> Raw records

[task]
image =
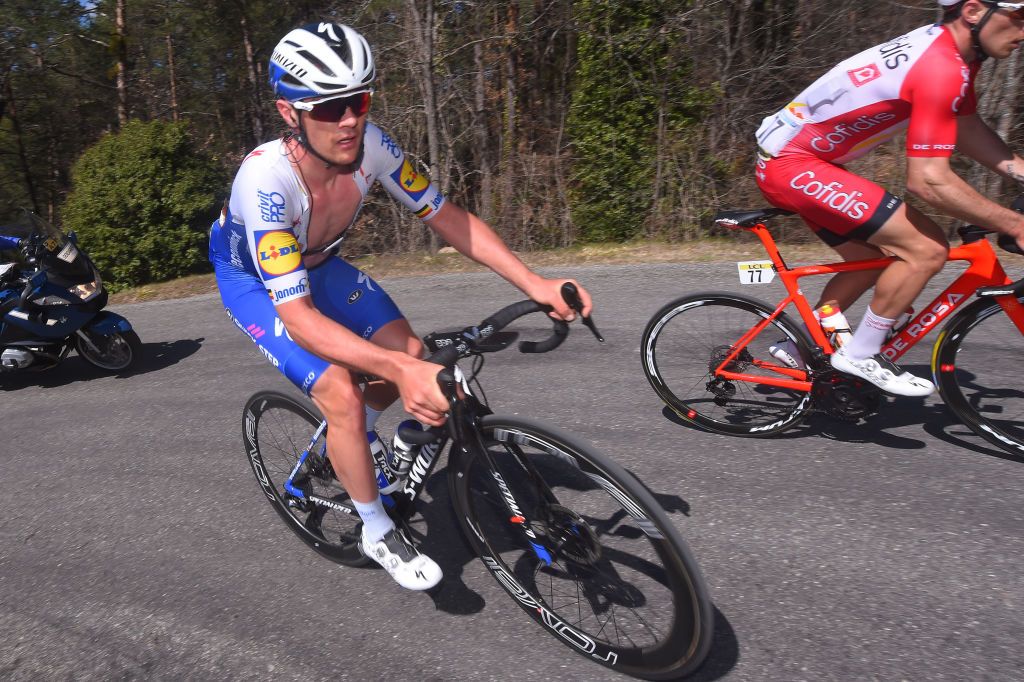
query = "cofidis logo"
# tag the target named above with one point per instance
(278, 253)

> Problem to solve
Repeat every line of the listing, requests included, but scale the point coordinates in the answers by 1.6 and round them to whole numbers, with halves rounded up. Leave the pictures out.

> Worked answer
[task]
image =
query = "cofidis logo"
# tag the target named above with one point per instance
(445, 405)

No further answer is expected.